_Set task_
Find every line in the records that contains the word "cloud" and copy each of those lines. Matching is case-sensitive.

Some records
•••••
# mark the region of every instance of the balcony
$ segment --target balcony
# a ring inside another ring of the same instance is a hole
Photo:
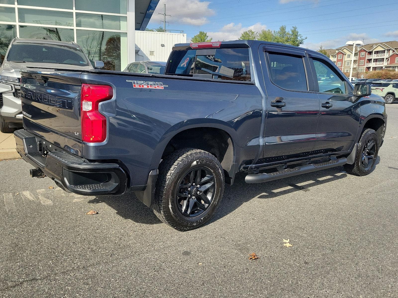
[[[374,62],[373,63],[367,63],[366,66],[384,66],[387,65],[387,62],[384,61],[383,62]]]
[[[368,55],[366,57],[367,59],[373,59],[373,58],[380,58],[385,57],[388,57],[389,54],[387,53],[381,53],[380,54],[374,54],[373,55]]]

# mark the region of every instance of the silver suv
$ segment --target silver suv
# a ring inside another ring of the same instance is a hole
[[[384,97],[386,103],[398,99],[398,82],[378,81],[371,85],[372,93]]]
[[[22,126],[20,70],[31,67],[84,70],[94,67],[102,68],[103,63],[92,64],[74,43],[13,39],[0,67],[0,131],[11,132],[13,128]]]

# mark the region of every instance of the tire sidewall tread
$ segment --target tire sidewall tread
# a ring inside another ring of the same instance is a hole
[[[175,184],[181,178],[181,175],[195,163],[195,165],[202,164],[204,167],[210,170],[218,183],[216,182],[216,194],[209,209],[197,219],[187,220],[186,218],[179,217],[179,212],[176,210],[177,206],[174,204],[174,192]],[[204,224],[215,212],[222,196],[224,181],[221,164],[213,155],[194,148],[177,150],[160,163],[154,200],[151,207],[158,218],[176,230],[192,230]]]

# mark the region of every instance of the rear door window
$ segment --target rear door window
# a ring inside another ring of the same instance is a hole
[[[248,48],[217,48],[174,51],[166,74],[250,81]]]
[[[269,53],[269,75],[277,86],[289,90],[307,91],[307,78],[302,56]]]

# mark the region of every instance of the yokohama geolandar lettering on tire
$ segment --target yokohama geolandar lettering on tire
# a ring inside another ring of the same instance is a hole
[[[348,173],[364,176],[373,170],[378,154],[378,138],[376,132],[368,128],[362,132],[358,145],[355,163],[344,164]]]
[[[224,184],[224,172],[215,157],[203,150],[181,149],[161,163],[151,207],[160,220],[176,230],[192,230],[215,212]]]

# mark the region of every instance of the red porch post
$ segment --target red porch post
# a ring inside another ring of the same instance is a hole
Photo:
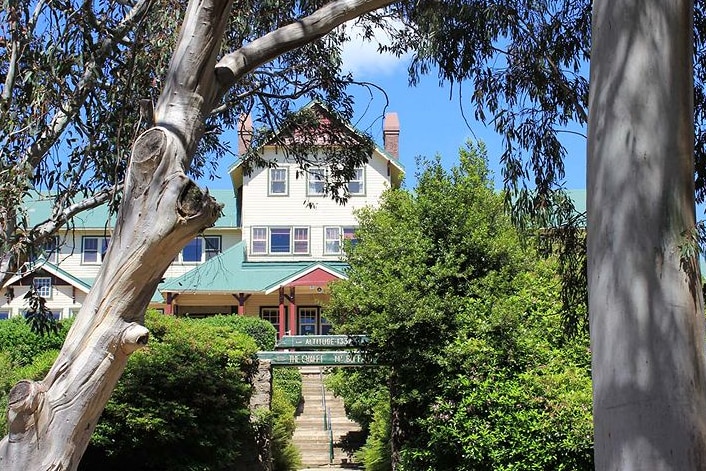
[[[164,307],[165,314],[174,314],[174,301],[178,296],[178,293],[167,293],[167,305]]]
[[[279,338],[284,337],[285,334],[285,316],[284,316],[284,288],[280,286],[279,288]]]
[[[294,298],[294,286],[289,288],[289,334],[297,335],[297,302]]]
[[[233,297],[238,300],[238,315],[244,316],[245,315],[245,301],[248,300],[250,295],[245,294],[245,293],[238,293],[237,296],[233,295]]]

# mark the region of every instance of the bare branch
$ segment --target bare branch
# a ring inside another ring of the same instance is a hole
[[[119,191],[122,191],[123,185],[116,185],[113,188],[108,188],[105,190],[101,190],[98,193],[94,194],[90,198],[86,198],[82,201],[79,201],[78,203],[74,203],[64,209],[60,209],[59,211],[55,211],[52,216],[47,219],[46,221],[43,221],[39,224],[37,224],[31,231],[32,234],[32,240],[33,241],[41,241],[45,239],[46,237],[51,236],[52,234],[56,233],[61,226],[66,224],[69,219],[77,215],[78,213],[88,210],[88,209],[93,209],[97,208],[98,206],[102,205],[106,201],[109,201],[112,199],[116,193]]]
[[[76,86],[73,96],[57,107],[57,111],[47,127],[27,150],[24,158],[25,162],[28,162],[32,167],[36,167],[42,157],[44,157],[44,154],[56,143],[56,140],[61,133],[64,132],[69,122],[78,114],[83,103],[86,101],[86,97],[95,87],[99,70],[105,58],[119,45],[119,41],[115,38],[120,38],[127,34],[144,16],[151,4],[152,0],[139,0],[134,8],[125,15],[125,18],[123,18],[118,27],[112,31],[112,34],[102,41],[94,60],[86,64],[86,69]]]
[[[394,0],[335,0],[296,23],[276,29],[227,54],[216,64],[220,96],[243,75],[262,64],[324,36],[348,20],[392,3]]]

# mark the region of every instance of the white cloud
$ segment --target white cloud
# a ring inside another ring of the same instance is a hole
[[[362,28],[352,24],[347,24],[346,28],[351,40],[343,46],[343,71],[351,72],[356,79],[389,76],[409,62],[409,54],[396,57],[378,52],[378,44],[390,44],[390,38],[385,31],[377,30],[372,40],[365,40]]]

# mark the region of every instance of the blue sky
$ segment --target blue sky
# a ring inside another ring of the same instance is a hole
[[[380,55],[376,49],[374,44],[362,40],[353,41],[344,50],[344,68],[353,72],[357,80],[373,82],[384,89],[389,99],[386,111],[397,112],[400,120],[400,161],[406,169],[406,186],[414,186],[417,156],[433,157],[439,154],[444,165],[451,167],[457,161],[458,149],[468,139],[478,138],[486,144],[496,186],[500,188],[502,176],[499,156],[502,152],[502,138],[492,128],[473,120],[470,101],[463,97],[459,100],[458,87],[454,87],[451,93],[448,85],[439,85],[435,75],[424,77],[416,87],[410,87],[407,77],[409,58]],[[378,90],[373,90],[372,95],[362,88],[352,91],[357,96],[353,124],[371,134],[382,145],[385,96]],[[467,86],[462,86],[461,92],[465,93],[464,96],[470,96],[471,93]],[[573,134],[564,134],[563,139],[568,150],[565,187],[585,188],[586,140]],[[205,182],[205,185],[209,188],[229,188],[230,179],[226,171],[234,161],[233,157],[226,158],[220,165],[222,178]]]

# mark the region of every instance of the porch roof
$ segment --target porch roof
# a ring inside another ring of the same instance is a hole
[[[271,293],[298,281],[321,285],[345,279],[343,262],[247,262],[240,242],[217,257],[159,287],[162,293]]]

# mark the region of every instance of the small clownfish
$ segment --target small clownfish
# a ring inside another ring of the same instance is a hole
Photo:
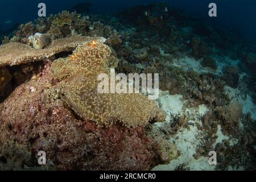
[[[74,59],[74,58],[77,58],[77,57],[78,57],[76,53],[74,53],[71,56],[69,56],[69,59],[71,60],[73,60]]]
[[[92,47],[94,48],[97,46],[97,43],[98,43],[98,41],[97,40],[94,40],[92,42],[90,42],[88,44],[89,46],[92,46]]]

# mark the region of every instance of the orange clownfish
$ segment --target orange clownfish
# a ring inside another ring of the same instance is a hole
[[[97,40],[94,40],[92,42],[90,42],[88,44],[89,46],[92,46],[92,47],[94,48],[97,46],[97,43],[98,43],[98,41]]]
[[[77,57],[78,57],[76,53],[74,53],[71,56],[69,56],[69,59],[71,60],[73,60],[74,59],[74,58],[77,58]]]

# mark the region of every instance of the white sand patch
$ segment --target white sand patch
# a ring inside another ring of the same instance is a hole
[[[173,65],[180,68],[185,71],[194,71],[199,73],[209,72],[208,70],[204,69],[204,67],[201,66],[199,61],[197,61],[194,58],[188,56],[185,56],[181,59],[174,59]]]
[[[191,126],[190,130],[184,129],[179,130],[177,134],[169,141],[175,143],[180,152],[177,159],[171,161],[166,165],[159,165],[155,167],[153,171],[175,170],[181,165],[184,168],[190,170],[214,170],[214,166],[208,163],[209,157],[201,156],[195,159],[193,155],[196,152],[196,147],[200,144],[201,131],[196,126]]]
[[[162,109],[167,113],[166,122],[170,122],[171,116],[180,114],[183,112],[183,103],[181,95],[170,95],[168,91],[159,90],[158,101]],[[159,123],[156,123],[158,125]]]
[[[240,60],[234,60],[229,58],[229,57],[214,57],[217,64],[216,74],[222,75],[225,68],[227,66],[237,66]]]

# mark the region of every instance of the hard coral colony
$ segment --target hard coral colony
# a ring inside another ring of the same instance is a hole
[[[256,47],[166,3],[81,9],[0,32],[0,170],[255,169]],[[98,92],[113,69],[159,98]]]

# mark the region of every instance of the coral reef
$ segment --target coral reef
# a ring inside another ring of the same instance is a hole
[[[67,59],[61,59],[53,62],[53,75],[57,78],[68,77],[63,92],[68,105],[83,119],[100,125],[120,121],[126,126],[137,127],[150,120],[164,121],[165,114],[156,103],[140,94],[97,93],[98,75],[110,76],[111,53],[111,49],[103,44],[96,47],[85,44],[73,52],[77,57],[75,60],[67,63]]]
[[[102,38],[72,36],[57,39],[44,49],[33,49],[19,43],[10,43],[0,47],[0,66],[16,65],[42,60],[63,52],[72,51],[85,42],[97,39],[105,42]]]
[[[209,67],[214,70],[217,69],[216,62],[212,57],[205,57],[200,63],[204,67]]]
[[[143,127],[99,127],[78,118],[62,101],[51,64],[44,61],[36,78],[0,104],[1,169],[148,170],[163,163],[162,148]],[[37,163],[41,150],[47,155],[43,167]]]

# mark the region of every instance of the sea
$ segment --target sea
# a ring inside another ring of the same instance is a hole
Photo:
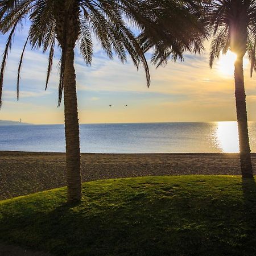
[[[85,153],[238,152],[236,122],[81,124]],[[256,152],[256,122],[249,122]],[[0,150],[65,152],[62,125],[0,126]]]

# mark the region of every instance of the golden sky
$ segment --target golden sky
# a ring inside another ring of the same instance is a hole
[[[2,52],[3,39],[0,36]],[[57,108],[58,56],[48,89],[45,91],[47,56],[39,51],[27,51],[21,75],[20,100],[17,102],[15,91],[21,51],[18,43],[8,60],[0,119],[22,118],[23,122],[32,123],[63,123],[63,104]],[[137,72],[131,61],[122,64],[117,59],[109,60],[96,45],[93,64],[88,67],[76,51],[81,123],[236,119],[232,54],[216,61],[212,69],[209,67],[207,50],[200,56],[187,53],[184,62],[170,61],[164,68],[155,69],[151,65],[152,82],[148,89],[142,69]],[[245,66],[249,119],[256,121],[256,74],[250,77],[246,58]]]

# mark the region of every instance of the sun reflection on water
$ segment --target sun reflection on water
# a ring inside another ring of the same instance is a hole
[[[223,153],[239,152],[237,122],[218,122],[216,138],[218,146]]]

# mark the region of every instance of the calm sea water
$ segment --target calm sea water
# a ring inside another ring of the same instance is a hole
[[[256,122],[249,122],[256,152]],[[236,122],[80,125],[82,152],[236,152]],[[63,125],[0,126],[0,150],[65,152]]]

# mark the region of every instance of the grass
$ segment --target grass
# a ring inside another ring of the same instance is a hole
[[[240,176],[157,176],[0,201],[0,240],[57,255],[255,255],[256,186]]]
•••••
_Solution for this task_
# mark the region of every instance of the white cloud
$ segment --target white cloud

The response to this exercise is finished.